**Available records**:
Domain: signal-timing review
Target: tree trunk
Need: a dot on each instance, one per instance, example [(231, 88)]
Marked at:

---

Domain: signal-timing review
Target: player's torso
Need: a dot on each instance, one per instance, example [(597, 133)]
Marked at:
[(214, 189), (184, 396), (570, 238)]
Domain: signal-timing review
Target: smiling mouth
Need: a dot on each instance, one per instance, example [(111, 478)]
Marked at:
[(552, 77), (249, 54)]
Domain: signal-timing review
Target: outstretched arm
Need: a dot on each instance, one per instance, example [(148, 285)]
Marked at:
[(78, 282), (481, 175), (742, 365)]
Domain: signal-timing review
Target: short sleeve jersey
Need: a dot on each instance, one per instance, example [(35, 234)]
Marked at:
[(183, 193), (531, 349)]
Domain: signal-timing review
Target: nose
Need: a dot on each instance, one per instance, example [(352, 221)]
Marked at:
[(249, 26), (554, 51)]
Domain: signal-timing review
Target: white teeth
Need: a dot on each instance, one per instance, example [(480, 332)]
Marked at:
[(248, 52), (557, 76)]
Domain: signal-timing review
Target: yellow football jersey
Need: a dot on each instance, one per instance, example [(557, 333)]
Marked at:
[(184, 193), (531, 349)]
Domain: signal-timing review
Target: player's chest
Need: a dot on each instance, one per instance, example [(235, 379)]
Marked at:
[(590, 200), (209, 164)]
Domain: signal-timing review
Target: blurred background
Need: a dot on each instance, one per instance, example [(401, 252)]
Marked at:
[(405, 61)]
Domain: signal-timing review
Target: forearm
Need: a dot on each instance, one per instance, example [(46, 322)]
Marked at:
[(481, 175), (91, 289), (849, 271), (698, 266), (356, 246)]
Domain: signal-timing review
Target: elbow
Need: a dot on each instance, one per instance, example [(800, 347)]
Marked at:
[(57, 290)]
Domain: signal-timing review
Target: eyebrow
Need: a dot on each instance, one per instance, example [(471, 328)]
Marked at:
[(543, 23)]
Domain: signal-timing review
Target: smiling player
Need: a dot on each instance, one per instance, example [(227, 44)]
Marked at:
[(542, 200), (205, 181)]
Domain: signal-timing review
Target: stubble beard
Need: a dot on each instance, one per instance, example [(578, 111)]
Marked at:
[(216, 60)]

==

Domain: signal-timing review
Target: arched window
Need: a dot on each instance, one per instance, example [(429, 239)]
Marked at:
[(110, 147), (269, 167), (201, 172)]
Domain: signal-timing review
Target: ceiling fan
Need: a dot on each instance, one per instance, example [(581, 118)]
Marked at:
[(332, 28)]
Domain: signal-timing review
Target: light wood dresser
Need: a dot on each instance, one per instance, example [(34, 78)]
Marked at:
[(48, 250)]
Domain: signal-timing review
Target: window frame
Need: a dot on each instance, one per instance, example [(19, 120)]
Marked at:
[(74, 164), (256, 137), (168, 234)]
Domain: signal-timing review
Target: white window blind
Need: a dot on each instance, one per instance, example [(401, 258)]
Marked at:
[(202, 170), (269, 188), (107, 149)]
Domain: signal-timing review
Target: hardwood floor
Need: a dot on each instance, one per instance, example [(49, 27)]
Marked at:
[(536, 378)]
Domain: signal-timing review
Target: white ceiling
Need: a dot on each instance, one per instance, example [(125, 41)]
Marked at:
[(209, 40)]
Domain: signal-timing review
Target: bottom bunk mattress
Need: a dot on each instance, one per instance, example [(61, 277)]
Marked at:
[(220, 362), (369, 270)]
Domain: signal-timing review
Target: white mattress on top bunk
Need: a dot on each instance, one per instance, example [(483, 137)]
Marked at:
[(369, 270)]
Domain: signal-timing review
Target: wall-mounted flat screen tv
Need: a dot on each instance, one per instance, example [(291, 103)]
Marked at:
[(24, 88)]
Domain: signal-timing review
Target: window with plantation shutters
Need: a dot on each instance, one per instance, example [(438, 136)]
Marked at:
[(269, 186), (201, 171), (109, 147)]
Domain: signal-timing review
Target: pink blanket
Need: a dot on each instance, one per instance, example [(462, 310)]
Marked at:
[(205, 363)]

**Task**: Locate every line in the material above that contains the string "player", matching case exactly, and copy each of those lines.

**Solution for this exercise**:
Target: player's torso
Target: player's chest
Target: smiling player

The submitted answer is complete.